Location: Tozeur Governorate / Southwest Tunisia

GPS: 34.406692, 7.920470

Description: Ruins (pre-Roman era)

Recce: Episode I Tunisia (1995)

Source: Original recce photo

Potential set concepts:
Mos Espa podrace circuit
Mos Espa marketplace
Mos Espa slave quarters street
Mos Espa slave quarters backyards

Accessibility: Very easy; highland terrain; paved roads; parking area (34.407054, 7.920464) directly at the site; optional low-impact hike along the ridge beneath the sheer rock face south of the ruins.

LOCATION

Modern Midès is a sparsely populated mountain oasis village located in the Tozeur Governorate less than 1 km from the Algerian border to the north and 3 km from Tamerza (alternately: Tamaghza), an important regional tourism center, across the Horchane wadi to the south. The modern village, easily accessible via R201 from the P16/C201 junction, was established in the aftermath of intense flooding in 1969 caused by 22 days of torrential rainfall throughout southern Tunisia. The catastrophic weather event, which reportedly killed 400 people, overflowed wadis in the region, forcing extensive property damage. Many settlements were left abandoned, to include ancient Midès. A concentration of plain-clothes police officers patrol the area to thwart any nefarious actors seeking to cross into Tunisia from Algeria.

----

--- What you should do ---
Reproduce the stretch of the Midès location notes from "Source: Original recce" through "of the ruins.", substituting "Mos Eisley" for "Mos Espa" wherever it occurs.

--- Information shown ---
----

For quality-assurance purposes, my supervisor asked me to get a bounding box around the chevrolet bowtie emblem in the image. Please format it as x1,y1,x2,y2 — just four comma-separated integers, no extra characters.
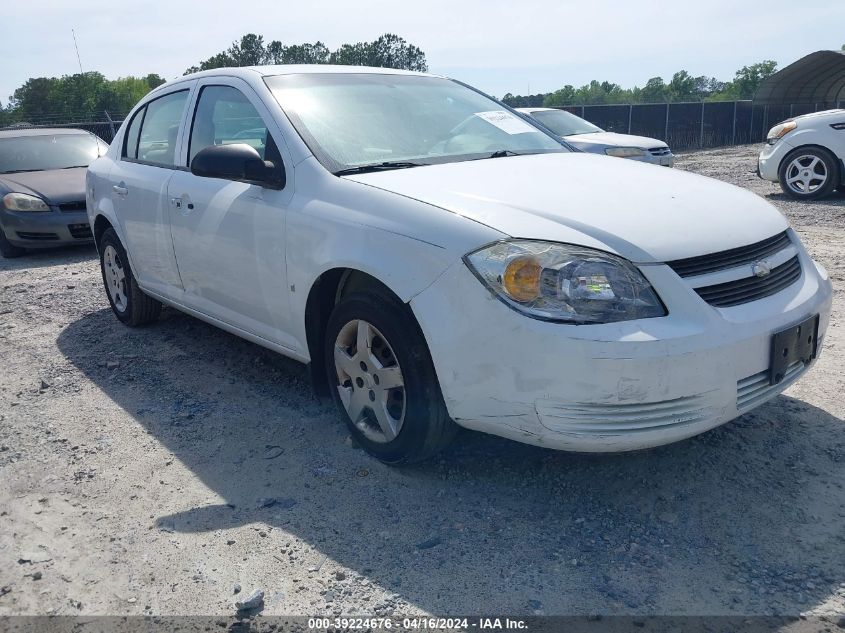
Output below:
751,260,772,277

----

--- Final result ---
Source: Original recce photo

Potential set concepts:
Mos Eisley podrace circuit
Mos Eisley marketplace
Mos Eisley slave quarters street
Mos Eisley slave quarters backyards

Accessibility: Very easy; highland terrain; paved roads; parking area (34.407054, 7.920464) directly at the site; optional low-impact hike along the ridge beneath the sheer rock face south of the ruins.